WHAT NEEDS TO BE DONE: Copy out the lines between the one holding "target: cliffside building" and the one holding "Trace the outline of every instance of the cliffside", both included, exactly as they appear in the records below.

GIVEN DATA:
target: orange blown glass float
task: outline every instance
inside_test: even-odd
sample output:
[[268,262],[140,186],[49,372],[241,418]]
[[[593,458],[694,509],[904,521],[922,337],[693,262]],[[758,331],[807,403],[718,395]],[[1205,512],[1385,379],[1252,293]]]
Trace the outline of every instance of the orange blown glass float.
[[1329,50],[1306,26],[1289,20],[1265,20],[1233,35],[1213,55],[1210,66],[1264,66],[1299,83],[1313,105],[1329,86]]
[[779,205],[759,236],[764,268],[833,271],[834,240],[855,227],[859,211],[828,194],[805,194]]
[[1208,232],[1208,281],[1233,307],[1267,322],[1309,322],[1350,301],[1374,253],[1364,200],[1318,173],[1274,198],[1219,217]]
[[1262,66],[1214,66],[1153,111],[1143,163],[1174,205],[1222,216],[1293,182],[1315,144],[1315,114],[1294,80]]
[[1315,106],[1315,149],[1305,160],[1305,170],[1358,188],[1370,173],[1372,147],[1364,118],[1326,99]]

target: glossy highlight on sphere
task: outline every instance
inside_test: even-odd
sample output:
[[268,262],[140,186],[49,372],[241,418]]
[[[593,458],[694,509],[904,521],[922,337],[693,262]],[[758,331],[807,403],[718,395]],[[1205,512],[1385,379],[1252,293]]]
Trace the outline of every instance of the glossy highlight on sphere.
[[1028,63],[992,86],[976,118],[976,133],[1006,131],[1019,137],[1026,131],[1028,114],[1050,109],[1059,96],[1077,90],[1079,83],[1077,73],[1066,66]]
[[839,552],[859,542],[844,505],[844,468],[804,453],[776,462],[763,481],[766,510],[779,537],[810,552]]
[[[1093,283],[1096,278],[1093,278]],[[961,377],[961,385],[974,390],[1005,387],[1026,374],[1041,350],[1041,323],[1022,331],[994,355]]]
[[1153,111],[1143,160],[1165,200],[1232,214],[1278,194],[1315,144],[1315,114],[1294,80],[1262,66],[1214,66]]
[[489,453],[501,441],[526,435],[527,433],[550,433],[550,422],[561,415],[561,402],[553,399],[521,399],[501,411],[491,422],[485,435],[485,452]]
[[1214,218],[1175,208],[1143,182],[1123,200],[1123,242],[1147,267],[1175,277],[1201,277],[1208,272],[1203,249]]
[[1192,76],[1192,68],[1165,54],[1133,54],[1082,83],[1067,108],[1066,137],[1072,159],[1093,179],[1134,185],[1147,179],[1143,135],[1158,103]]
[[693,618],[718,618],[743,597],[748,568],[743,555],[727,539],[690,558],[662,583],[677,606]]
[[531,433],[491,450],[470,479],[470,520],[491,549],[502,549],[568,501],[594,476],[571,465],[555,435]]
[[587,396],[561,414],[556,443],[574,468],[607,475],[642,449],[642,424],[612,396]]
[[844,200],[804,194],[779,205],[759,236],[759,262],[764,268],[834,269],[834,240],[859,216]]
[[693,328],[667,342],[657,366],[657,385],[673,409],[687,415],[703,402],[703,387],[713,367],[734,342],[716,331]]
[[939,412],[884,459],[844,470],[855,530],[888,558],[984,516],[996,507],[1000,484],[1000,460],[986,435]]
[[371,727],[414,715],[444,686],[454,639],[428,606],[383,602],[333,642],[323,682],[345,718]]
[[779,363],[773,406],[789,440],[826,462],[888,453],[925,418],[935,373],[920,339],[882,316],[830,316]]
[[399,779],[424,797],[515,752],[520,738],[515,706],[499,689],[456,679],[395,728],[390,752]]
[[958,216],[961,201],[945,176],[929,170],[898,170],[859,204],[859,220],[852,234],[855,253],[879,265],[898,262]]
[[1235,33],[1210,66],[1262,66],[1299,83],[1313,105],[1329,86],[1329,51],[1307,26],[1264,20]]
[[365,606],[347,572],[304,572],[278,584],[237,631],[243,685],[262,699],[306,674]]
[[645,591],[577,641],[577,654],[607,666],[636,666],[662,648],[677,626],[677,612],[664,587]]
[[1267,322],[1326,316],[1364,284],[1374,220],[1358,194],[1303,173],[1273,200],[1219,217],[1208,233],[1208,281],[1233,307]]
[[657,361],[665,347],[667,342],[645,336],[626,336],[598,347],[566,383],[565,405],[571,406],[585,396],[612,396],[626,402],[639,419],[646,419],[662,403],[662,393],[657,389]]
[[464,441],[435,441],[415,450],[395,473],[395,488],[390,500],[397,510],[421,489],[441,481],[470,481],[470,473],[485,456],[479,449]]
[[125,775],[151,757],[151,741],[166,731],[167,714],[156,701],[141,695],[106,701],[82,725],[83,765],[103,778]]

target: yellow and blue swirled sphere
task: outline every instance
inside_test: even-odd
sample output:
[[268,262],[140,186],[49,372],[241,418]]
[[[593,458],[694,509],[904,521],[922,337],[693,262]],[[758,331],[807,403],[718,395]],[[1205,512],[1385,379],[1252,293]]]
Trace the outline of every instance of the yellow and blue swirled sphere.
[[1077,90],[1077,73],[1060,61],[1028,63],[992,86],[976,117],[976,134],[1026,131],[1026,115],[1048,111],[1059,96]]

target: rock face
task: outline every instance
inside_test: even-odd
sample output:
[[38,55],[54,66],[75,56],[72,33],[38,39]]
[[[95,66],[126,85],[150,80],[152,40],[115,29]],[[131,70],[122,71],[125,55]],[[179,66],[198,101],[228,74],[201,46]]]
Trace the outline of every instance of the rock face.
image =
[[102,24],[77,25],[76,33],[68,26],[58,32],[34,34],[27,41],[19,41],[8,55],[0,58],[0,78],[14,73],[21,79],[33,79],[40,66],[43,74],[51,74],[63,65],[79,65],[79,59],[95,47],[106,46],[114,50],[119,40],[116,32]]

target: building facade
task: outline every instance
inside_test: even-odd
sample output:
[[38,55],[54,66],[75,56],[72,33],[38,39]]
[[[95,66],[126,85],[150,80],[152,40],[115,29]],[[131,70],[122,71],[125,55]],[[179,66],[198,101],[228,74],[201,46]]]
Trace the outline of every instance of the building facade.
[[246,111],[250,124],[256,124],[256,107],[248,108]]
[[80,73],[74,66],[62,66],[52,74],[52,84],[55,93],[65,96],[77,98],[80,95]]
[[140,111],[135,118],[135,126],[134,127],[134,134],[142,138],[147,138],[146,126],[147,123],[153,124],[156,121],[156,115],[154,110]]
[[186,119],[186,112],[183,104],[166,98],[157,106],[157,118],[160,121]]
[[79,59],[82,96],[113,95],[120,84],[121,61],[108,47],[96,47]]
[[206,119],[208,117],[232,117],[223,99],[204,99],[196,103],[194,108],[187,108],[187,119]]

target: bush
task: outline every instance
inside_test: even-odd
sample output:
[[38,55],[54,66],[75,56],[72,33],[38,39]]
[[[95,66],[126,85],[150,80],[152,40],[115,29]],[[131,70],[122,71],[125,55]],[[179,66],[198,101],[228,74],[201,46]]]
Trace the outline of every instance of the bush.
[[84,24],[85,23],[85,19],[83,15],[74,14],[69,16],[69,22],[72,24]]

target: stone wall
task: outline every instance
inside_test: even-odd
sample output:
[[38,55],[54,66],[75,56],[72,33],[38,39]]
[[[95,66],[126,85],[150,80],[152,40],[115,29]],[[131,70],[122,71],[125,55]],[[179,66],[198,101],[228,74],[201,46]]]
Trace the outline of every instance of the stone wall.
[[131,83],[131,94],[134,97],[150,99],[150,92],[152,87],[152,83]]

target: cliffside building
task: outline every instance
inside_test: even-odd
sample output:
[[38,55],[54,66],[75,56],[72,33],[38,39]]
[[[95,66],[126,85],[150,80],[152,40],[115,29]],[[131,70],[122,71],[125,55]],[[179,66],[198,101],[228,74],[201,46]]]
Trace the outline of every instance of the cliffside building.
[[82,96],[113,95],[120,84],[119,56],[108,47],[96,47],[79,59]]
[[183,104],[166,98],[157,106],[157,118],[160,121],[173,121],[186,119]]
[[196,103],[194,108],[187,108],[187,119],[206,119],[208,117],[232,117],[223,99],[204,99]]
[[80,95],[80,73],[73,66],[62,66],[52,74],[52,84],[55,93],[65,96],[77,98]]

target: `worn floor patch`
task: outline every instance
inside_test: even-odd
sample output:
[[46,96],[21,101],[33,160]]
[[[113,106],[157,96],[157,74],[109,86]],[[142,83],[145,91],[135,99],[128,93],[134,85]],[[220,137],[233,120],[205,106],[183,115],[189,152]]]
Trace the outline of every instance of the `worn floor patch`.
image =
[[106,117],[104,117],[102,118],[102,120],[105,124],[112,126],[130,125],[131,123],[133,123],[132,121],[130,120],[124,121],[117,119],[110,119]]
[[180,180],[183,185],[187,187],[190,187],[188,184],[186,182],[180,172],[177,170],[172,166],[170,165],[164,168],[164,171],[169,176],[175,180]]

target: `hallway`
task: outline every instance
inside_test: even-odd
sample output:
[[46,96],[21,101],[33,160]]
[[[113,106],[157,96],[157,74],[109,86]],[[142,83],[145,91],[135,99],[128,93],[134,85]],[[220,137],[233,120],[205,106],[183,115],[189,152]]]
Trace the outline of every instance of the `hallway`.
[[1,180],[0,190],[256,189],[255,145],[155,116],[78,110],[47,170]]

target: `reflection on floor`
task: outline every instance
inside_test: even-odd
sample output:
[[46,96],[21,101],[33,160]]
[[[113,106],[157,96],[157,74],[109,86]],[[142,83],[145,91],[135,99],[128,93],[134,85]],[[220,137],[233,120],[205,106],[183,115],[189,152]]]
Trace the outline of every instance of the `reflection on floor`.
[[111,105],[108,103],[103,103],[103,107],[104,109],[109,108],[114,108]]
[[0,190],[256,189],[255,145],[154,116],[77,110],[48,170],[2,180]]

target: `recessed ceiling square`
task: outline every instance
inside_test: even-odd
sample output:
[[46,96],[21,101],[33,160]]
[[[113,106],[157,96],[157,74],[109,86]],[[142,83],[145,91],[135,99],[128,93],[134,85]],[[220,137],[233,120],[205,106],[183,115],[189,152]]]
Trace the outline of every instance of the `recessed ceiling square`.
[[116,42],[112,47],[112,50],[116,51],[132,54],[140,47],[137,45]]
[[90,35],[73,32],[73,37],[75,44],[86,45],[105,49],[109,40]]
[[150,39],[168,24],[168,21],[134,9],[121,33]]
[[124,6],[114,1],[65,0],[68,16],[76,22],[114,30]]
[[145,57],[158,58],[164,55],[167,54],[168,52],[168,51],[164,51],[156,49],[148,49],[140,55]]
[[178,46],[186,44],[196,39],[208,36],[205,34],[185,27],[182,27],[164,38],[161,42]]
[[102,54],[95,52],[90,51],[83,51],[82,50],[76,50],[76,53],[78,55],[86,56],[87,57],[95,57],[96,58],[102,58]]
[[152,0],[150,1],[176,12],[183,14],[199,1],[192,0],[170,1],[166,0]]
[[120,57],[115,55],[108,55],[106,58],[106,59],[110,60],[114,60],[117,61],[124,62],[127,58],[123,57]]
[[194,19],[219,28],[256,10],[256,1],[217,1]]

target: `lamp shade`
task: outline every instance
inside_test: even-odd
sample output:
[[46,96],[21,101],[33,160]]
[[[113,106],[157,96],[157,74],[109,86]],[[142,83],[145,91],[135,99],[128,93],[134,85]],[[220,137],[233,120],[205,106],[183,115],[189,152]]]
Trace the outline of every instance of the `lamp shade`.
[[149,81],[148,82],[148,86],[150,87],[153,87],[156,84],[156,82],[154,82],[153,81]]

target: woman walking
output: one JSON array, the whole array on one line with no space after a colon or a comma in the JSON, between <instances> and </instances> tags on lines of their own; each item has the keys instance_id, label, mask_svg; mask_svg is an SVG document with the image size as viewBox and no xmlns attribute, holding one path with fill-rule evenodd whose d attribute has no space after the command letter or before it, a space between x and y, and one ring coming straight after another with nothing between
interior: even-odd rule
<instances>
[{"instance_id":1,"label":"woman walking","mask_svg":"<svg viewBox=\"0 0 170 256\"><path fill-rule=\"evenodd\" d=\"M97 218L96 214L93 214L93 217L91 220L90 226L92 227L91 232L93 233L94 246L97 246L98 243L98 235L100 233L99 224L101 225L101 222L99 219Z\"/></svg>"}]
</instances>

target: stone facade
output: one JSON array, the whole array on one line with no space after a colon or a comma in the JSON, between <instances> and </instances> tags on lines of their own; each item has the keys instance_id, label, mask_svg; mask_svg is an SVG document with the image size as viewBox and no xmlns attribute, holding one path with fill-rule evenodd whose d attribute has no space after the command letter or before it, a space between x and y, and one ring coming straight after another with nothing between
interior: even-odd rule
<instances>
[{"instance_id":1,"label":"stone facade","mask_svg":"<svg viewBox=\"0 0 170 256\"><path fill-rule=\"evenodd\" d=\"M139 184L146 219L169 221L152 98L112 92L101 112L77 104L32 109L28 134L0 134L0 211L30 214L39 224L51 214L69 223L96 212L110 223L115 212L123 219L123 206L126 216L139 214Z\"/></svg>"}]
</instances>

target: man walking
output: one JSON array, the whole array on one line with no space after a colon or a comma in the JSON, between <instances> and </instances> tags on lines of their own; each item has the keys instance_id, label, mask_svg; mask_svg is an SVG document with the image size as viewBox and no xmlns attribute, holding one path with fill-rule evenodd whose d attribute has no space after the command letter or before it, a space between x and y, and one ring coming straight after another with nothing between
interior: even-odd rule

EXERCISE SOLUTION:
target: cliffside building
task: outline every instance
inside_test: even-odd
sample output:
[[38,55],[54,66],[75,56],[72,33],[38,39]]
[[[95,66],[126,85],[150,80],[152,40],[115,29]],[[131,70],[122,71],[125,55]],[[179,66],[198,101],[228,74],[201,46]]]
Trace the outline of every instance of the cliffside building.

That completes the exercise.